* START THE RECORDS *

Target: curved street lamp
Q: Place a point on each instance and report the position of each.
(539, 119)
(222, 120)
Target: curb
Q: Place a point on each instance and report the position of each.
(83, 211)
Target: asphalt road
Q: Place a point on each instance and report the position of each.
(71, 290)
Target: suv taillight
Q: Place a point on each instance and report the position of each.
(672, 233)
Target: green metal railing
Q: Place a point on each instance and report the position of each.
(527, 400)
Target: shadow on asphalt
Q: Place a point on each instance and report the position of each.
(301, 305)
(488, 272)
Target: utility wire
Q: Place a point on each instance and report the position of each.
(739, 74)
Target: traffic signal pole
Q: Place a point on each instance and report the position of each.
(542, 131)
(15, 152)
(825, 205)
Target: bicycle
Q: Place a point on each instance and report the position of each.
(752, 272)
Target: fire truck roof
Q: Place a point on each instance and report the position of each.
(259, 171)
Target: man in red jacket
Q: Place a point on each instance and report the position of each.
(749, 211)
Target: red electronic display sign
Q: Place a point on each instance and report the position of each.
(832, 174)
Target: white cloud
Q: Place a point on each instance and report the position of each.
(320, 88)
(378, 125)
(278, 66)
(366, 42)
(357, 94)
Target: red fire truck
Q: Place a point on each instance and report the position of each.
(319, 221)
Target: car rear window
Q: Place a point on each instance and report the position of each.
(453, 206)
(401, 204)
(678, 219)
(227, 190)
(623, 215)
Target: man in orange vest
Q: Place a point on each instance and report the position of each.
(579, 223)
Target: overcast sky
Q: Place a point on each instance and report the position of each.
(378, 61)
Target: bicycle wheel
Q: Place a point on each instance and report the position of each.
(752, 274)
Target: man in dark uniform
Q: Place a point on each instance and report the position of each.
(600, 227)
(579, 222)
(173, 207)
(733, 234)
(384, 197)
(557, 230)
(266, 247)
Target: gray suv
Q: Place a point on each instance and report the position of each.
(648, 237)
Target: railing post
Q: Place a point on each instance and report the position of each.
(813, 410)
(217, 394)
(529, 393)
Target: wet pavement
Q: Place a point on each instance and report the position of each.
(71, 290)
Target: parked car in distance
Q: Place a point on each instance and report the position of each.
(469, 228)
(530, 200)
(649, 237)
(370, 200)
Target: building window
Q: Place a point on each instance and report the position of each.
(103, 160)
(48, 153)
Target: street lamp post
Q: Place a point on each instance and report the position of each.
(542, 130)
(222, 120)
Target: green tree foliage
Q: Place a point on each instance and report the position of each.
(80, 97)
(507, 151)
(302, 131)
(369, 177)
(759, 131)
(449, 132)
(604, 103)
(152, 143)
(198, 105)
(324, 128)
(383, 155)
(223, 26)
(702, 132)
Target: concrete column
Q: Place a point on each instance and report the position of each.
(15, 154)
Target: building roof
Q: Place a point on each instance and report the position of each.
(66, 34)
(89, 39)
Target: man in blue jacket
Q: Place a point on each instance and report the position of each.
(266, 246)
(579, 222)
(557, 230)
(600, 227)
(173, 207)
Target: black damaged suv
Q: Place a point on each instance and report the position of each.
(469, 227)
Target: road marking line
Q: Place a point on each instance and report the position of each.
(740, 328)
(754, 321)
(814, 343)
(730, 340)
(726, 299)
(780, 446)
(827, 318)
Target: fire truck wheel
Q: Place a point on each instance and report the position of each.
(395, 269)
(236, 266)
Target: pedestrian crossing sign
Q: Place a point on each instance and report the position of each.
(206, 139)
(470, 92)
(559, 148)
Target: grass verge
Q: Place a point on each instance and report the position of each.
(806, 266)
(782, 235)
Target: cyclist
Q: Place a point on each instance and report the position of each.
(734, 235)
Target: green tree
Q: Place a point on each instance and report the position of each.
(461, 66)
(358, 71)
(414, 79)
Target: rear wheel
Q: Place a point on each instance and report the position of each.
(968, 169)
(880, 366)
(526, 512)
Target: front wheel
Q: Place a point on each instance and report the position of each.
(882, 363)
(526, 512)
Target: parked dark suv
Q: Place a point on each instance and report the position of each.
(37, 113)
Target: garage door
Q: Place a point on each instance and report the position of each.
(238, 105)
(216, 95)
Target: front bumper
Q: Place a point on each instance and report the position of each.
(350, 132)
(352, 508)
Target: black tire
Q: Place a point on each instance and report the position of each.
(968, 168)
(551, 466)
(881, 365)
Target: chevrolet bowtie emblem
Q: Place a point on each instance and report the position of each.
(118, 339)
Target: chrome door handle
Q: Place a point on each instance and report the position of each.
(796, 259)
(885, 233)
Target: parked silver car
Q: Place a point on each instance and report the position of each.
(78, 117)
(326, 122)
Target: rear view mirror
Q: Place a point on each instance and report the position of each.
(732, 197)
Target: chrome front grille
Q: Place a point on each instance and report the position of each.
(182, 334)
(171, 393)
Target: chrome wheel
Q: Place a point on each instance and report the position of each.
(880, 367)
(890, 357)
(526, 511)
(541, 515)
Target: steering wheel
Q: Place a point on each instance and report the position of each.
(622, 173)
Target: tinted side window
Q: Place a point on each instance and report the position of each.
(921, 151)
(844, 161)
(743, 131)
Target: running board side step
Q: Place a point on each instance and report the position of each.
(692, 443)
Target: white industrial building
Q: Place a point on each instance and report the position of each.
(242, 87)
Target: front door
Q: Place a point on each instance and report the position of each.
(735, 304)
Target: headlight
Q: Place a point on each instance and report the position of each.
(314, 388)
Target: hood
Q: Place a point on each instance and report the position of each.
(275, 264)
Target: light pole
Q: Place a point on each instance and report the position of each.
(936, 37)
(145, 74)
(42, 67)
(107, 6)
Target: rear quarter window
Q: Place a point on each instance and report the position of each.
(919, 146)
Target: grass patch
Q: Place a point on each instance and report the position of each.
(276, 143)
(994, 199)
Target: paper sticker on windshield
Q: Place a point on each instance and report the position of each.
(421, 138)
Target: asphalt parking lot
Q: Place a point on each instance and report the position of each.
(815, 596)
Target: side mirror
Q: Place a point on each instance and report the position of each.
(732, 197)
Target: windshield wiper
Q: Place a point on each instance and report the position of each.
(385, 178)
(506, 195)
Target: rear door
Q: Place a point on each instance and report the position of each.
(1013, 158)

* END THE RECORDS *

# WRITTEN PROBLEM
Reproduce all the data word for word.

# ANSWER BELOW
Target: curved street lamp
Q: Place a point on each instance and report the position of each.
(539, 119)
(222, 120)
Target: curb
Q: Place a point on each instance and report the position of each.
(83, 211)
Target: asphalt road
Q: Place a point on each instance and report the position of each.
(71, 290)
Target: suv taillight
Q: Place a point on each instance and report the position of each.
(672, 233)
Target: green metal railing
Q: Place a point on each instance and report the position of each.
(527, 400)
Target: shadow on asphalt
Q: Place a point on each instance and report the position of each.
(301, 305)
(488, 272)
Target: utility wire
Q: Place a point on each instance and report the position of each.
(739, 74)
Target: traffic signal pole
Q: Place a point on each instance and report the position of each.
(542, 131)
(15, 152)
(825, 205)
Target: bicycle
Q: Place a point on each instance and report the position of each.
(752, 272)
Target: fire truck roof
Q: Place a point on each instance and report the position of each.
(259, 171)
Target: man in red jacket
Q: Place a point on each instance and report the position of each.
(749, 211)
Target: red electronic display sign
Q: Place a point on each instance and report the position of each.
(832, 174)
Target: white cloud
Q: Place a point on each instance and report the position of each.
(320, 88)
(378, 125)
(278, 66)
(366, 42)
(357, 94)
Target: red fire truck
Q: Place a point on each instance and report the position of each.
(319, 221)
Target: car rear window
Q: Place a point on each instance and report the position of each.
(453, 206)
(401, 204)
(678, 219)
(227, 190)
(623, 215)
Target: man in orange vest
Q: Place a point on each instance and report the position of each.
(579, 223)
Target: overcast sky
Q: Place a point on each instance and report the position of each.
(378, 61)
Target: bicycle wheel
Q: Place a point on each instance and report the position of each.
(752, 274)
Target: man in dark uniform
Q: Place a point on each instance and report the position of each.
(600, 227)
(579, 222)
(173, 207)
(733, 234)
(384, 197)
(557, 230)
(266, 247)
Target: gray suv
Q: Place a point on each instance and report the position of each.
(648, 237)
Target: railing post
Q: Place a point on each instance and report the position of each.
(813, 410)
(217, 394)
(529, 393)
Target: wet pavement
Q: Place a point on each instance and report the position of each.
(71, 290)
Target: parked car in distance
Q: Place a point on each instance and report the position of each.
(469, 228)
(530, 200)
(649, 237)
(370, 200)
Target: building window
Q: Place a point on each instance and report the position of each.
(103, 160)
(48, 153)
Target: street lamp post
Q: Place a point on each instance and report the position of each.
(542, 130)
(222, 120)
Target: green tree foliage
Q: Place a point on each instance and report the position of each.
(80, 97)
(507, 151)
(302, 131)
(369, 177)
(759, 131)
(449, 132)
(604, 103)
(152, 143)
(198, 105)
(324, 128)
(383, 155)
(223, 26)
(702, 132)
Target: concrete column
Q: Place a point on each instance and report the position of each.
(15, 154)
Target: building roof
Q: Place a point on each instance and report the position of each.
(66, 34)
(89, 39)
Target: man in blue jacket
Q: Place a point on each instance and report the position of each.
(266, 246)
(579, 222)
(557, 230)
(600, 227)
(173, 207)
Target: black damaged suv
Q: Place a point on each instance and report the position of each.
(469, 227)
Target: road marking line
Q: Place a point on each instance and report the position of each.
(740, 328)
(754, 321)
(814, 343)
(730, 340)
(726, 299)
(780, 446)
(827, 318)
Target: fire truck wheel
Q: Place a point on each instance and report the position of each.
(395, 269)
(236, 266)
Target: pedestrian crossing sign
Q: Place a point on each instance and report the position of each.
(206, 139)
(470, 92)
(559, 148)
Target: grass verge
Q: Place a point on each instance and report the position of each.
(806, 266)
(782, 235)
Target: cyclist
Q: Place a point on each instance and report the position of each.
(734, 235)
Target: green tree
Q: Place a point on each instance and report the position of each.
(461, 66)
(358, 71)
(414, 79)
Target: rear wheel
Q: Place a point on each instance and report the position of each.
(968, 169)
(880, 366)
(526, 512)
Target: front wheel
Q: Place a point on each instance and report the position of each.
(882, 363)
(526, 512)
Target: parked dark suv
Q: Place a point on each instance and report the position of each.
(37, 113)
Target: garage door
Q: Place a point on each instance and report the position of each.
(238, 105)
(216, 95)
Target: front bumper
Q: Place a point on each instance and report the position of each.
(350, 132)
(352, 508)
Target: black tire
Q: Place a point on each instance and report the position of each.
(968, 168)
(551, 466)
(881, 365)
Target: chevrolet bowtie emblem
Q: Place a point on each instance and report the position of each.
(118, 339)
Target: chrome door handle
Q: Place a point on each instance and report the position of each.
(796, 259)
(885, 233)
Target: parked silver car
Q: Place a point on each instance and report the position of each.
(78, 117)
(326, 122)
Target: rear view mirror
Q: Place a point on each instance and report the position of each.
(732, 197)
Target: chrome front grille
Q: Place a point on each instance and report the position of each.
(182, 334)
(171, 393)
Target: chrome wheel
Q: Place a point on each instance and report the position of each.
(880, 367)
(890, 357)
(526, 511)
(541, 515)
Target: steering wheel
Q: Place a point on each instance and report the position of each.
(622, 173)
Target: tinted side window
Q: Place a point on each instance and report the position of each.
(921, 151)
(844, 161)
(743, 131)
Target: running board side step
Q: Place a point on each instance and report the position of each.
(692, 443)
Target: white industrial building
Q: Place a point on each instance and report the position of each.
(242, 87)
Target: front door
Q: Place a point on each instance and report the position of each.
(735, 304)
Target: headlight
Q: Place a point on each instance and report the position of each.
(314, 388)
Target: hood
Q: Place a point on each instance and report the position of each.
(275, 264)
Target: light pole
Q: Place a point on each instance and report the position of each.
(936, 37)
(145, 74)
(42, 67)
(107, 6)
Target: rear quarter window
Q: Place a point on each instance and report the position of each.
(919, 146)
Target: grass patch
Q: Place a point on each instance and report the position of each.
(276, 143)
(994, 199)
Target: paper sticker on windshield
Q: Place a point on each instance and report the position of each.
(421, 138)
Target: asphalt parking lot
Q: Place a point on each instance and report the position of each.
(815, 596)
Target: side mirror
Q: Place a point on each instance and report the position of each.
(732, 197)
Target: windshield wiper
Q: Place a point on each instance and report the position of each.
(385, 178)
(506, 195)
Target: rear door
Q: Place a point on each instance and report the position of each.
(1013, 158)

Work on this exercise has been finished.